### Goal
Starting at the line that contains "I would be grateful if you could indicate the noseband", copy each line through the end of the listing below. Include both ends and output nothing more.

### Data to use
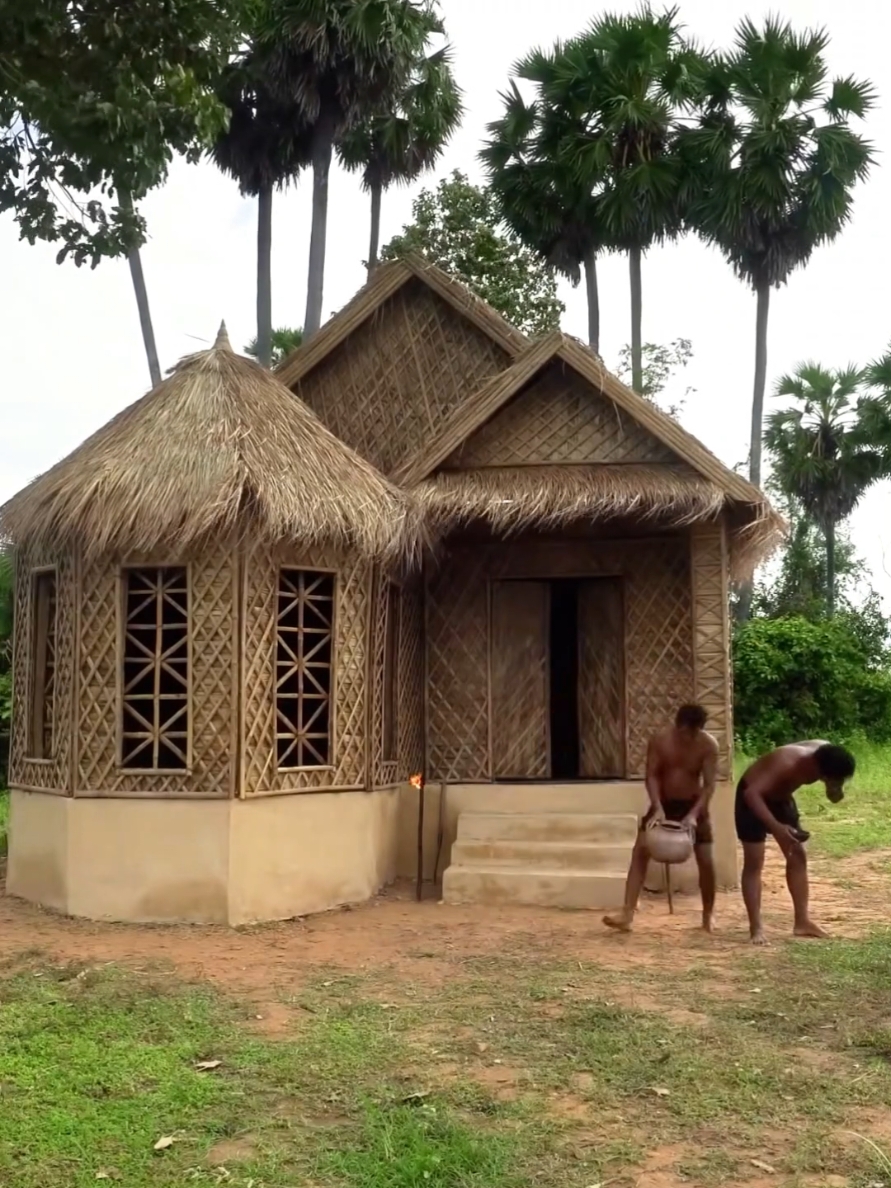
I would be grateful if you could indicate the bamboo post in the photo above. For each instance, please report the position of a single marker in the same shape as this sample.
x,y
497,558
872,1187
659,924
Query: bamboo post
x,y
418,782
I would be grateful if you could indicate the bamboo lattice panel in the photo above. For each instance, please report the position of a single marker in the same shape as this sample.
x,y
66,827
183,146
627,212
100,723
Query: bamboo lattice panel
x,y
519,681
457,669
55,776
351,630
658,650
560,418
391,384
601,680
212,589
711,629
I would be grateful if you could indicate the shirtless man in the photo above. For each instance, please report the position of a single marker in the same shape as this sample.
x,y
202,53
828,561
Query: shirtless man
x,y
681,765
765,803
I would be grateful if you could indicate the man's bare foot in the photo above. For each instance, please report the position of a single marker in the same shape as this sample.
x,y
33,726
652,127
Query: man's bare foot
x,y
620,921
808,928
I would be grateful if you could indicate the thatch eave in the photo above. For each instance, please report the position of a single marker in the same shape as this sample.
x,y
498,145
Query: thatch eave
x,y
219,450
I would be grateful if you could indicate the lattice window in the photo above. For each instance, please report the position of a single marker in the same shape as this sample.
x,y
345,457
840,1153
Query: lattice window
x,y
43,664
155,677
391,675
304,669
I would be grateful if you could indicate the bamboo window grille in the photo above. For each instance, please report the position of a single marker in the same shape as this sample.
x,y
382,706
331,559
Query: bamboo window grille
x,y
391,662
304,669
43,664
155,661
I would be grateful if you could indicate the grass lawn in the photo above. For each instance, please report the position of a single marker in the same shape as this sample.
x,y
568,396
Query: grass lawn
x,y
501,1061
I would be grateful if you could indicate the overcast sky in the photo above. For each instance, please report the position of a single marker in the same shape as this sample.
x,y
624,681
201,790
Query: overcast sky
x,y
73,354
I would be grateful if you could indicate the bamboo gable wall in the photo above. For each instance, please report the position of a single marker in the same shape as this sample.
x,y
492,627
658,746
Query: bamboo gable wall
x,y
391,385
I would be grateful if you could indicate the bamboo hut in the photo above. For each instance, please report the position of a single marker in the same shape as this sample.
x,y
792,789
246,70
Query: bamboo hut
x,y
201,591
577,593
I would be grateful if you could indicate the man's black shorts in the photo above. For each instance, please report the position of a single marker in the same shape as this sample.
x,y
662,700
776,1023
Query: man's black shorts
x,y
752,829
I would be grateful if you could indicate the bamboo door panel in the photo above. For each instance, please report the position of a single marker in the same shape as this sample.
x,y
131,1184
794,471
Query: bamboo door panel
x,y
601,680
520,623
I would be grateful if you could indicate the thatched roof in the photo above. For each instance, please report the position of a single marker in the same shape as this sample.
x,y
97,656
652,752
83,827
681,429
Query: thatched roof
x,y
219,447
513,499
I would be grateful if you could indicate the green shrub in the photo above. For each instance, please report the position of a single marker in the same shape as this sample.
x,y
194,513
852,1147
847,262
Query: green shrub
x,y
795,678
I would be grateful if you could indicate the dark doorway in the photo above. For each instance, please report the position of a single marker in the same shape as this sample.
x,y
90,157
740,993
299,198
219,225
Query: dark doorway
x,y
564,680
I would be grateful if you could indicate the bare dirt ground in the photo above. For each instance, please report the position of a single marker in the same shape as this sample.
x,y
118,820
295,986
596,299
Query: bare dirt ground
x,y
422,942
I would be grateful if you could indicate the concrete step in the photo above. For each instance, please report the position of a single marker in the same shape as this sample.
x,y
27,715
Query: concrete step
x,y
548,855
601,828
497,885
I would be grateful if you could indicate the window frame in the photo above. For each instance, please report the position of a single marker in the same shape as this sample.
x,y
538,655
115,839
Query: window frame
x,y
35,574
121,604
332,765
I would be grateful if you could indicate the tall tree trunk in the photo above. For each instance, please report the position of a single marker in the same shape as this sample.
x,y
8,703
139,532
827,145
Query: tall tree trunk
x,y
637,301
145,317
760,379
591,284
373,246
744,607
264,276
829,535
315,284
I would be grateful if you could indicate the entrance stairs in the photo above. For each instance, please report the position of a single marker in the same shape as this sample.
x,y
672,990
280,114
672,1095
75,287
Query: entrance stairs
x,y
576,857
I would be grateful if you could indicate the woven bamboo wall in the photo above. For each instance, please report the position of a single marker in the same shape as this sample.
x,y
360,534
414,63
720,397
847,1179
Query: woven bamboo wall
x,y
351,662
712,636
658,631
52,776
213,581
558,419
409,686
389,387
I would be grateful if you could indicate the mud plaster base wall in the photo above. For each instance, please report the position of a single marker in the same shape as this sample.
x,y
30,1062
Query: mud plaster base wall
x,y
214,861
620,797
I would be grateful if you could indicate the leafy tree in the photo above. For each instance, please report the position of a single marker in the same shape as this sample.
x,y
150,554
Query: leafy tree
x,y
554,209
339,61
457,227
626,82
88,125
775,162
796,678
263,147
822,456
284,341
659,364
404,140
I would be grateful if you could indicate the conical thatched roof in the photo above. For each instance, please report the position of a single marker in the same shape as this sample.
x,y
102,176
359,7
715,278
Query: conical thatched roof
x,y
219,447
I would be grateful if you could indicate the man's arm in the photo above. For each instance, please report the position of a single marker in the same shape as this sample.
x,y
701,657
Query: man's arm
x,y
653,765
708,781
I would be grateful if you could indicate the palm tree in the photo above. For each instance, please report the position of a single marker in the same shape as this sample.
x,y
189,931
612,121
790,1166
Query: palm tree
x,y
339,61
284,340
633,77
779,160
408,138
823,455
551,208
263,147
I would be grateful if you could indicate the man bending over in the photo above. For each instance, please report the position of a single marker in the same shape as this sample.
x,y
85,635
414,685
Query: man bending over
x,y
765,803
681,765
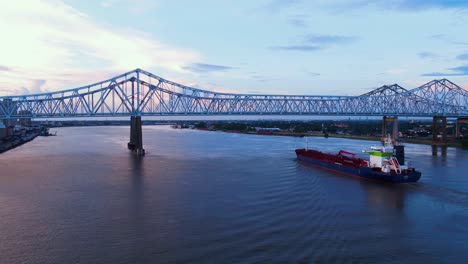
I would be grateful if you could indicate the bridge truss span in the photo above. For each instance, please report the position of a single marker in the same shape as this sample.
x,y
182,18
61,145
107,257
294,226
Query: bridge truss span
x,y
140,93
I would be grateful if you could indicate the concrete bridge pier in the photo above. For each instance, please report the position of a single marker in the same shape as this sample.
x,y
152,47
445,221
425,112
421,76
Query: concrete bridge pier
x,y
394,124
439,130
136,137
460,120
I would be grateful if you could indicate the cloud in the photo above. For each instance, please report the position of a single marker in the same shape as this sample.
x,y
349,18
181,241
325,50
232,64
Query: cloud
x,y
47,39
278,5
298,48
330,39
318,42
297,22
463,56
312,73
5,69
457,71
427,55
405,5
425,4
204,68
135,7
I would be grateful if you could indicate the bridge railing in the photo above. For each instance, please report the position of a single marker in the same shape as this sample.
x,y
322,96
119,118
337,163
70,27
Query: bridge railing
x,y
142,93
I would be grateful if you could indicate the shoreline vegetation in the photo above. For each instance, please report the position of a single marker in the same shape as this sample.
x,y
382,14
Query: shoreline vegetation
x,y
415,132
411,131
19,140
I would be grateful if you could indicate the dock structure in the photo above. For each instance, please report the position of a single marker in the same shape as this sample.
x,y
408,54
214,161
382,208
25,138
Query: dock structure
x,y
139,93
394,133
460,121
439,130
136,136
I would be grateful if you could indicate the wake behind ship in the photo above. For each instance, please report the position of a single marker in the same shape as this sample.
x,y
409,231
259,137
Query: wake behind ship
x,y
382,164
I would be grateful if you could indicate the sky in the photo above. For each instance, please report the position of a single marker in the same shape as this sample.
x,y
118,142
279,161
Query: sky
x,y
321,47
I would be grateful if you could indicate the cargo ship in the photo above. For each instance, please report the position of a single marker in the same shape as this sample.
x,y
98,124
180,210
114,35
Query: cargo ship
x,y
386,163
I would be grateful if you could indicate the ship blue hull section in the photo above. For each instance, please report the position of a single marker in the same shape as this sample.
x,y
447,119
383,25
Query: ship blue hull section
x,y
364,172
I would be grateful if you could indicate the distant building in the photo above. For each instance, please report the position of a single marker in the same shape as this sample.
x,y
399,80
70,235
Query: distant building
x,y
9,104
269,129
26,120
3,131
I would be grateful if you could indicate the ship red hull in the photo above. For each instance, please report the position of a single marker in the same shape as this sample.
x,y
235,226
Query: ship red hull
x,y
354,166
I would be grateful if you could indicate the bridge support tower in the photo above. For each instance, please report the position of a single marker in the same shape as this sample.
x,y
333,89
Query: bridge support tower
x,y
136,136
460,120
394,124
439,130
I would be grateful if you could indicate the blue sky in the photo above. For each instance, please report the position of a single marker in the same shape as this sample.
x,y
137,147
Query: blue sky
x,y
342,47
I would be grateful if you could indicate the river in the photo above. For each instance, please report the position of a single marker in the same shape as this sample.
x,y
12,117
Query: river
x,y
214,197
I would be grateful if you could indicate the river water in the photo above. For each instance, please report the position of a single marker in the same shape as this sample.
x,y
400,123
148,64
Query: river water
x,y
214,197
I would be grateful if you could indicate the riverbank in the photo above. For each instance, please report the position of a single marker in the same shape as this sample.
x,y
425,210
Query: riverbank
x,y
11,144
422,141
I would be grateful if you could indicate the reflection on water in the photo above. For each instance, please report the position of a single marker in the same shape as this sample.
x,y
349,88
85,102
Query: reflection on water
x,y
211,197
443,150
385,194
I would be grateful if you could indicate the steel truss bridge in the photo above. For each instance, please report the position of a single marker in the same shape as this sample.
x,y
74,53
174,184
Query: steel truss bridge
x,y
140,93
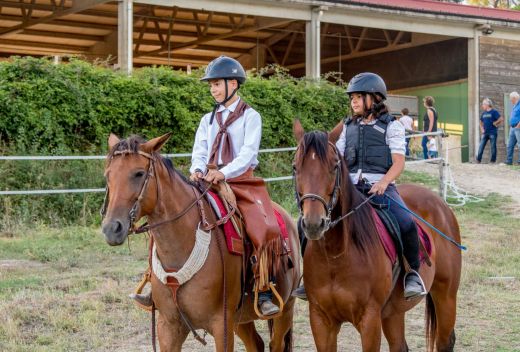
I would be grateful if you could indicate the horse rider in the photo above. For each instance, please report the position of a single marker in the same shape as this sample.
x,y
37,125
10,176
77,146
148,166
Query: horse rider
x,y
373,145
226,149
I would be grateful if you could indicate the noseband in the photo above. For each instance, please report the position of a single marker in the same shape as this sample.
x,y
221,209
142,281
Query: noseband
x,y
335,193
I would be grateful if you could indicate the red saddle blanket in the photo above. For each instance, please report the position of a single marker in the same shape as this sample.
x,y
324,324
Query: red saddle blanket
x,y
388,242
233,238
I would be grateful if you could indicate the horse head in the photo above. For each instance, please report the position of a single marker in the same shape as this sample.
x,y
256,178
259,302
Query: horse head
x,y
132,191
317,173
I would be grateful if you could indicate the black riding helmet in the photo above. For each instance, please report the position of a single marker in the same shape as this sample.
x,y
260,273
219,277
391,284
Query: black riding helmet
x,y
367,82
224,67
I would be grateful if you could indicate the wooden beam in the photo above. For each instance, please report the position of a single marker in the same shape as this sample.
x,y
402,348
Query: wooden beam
x,y
360,39
357,54
284,33
289,48
61,35
77,6
59,47
210,38
64,23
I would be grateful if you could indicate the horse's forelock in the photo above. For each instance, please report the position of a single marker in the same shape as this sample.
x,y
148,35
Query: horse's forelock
x,y
319,142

### Exercise answer
I would be grateful if you could indicate the noseband in the photo above. For each instance, please report the position of a single marker in the same shape as this sample.
x,y
221,209
142,281
Query: noseband
x,y
335,193
I would be grateful if you could indicate the red saddle blanket in the photo above. For each instance, please report the position of a single marker in the same shape as this sample.
x,y
324,324
Query: red saddle blanket
x,y
388,242
233,238
I would be grateful if you could indicate the horse head in the photo above. For each instance, please report the position of a single marker in the same shape as this sample.
x,y
256,178
259,302
Query: horse head
x,y
132,191
317,173
I would be grateful if you could indicate the black riding helmet in the photo above. For each instance, please report the position of a single marker in the same shape as this sample.
x,y
260,273
219,277
391,284
Query: black riding helmet
x,y
367,82
224,67
I would be grateful if you could indicate the wooden beam in the photo above. For each instance, please report the position of a single marker in the same shape as this sample.
x,y
402,348
Query: wooden beam
x,y
360,39
357,54
284,33
289,48
61,35
77,6
59,47
210,38
64,23
I would be grateful if you could indicate the horse's forelock in the photo above. For each instance, please report the position of a single marker in the same shape as this sample.
x,y
148,35
Query: horse's forelock
x,y
319,142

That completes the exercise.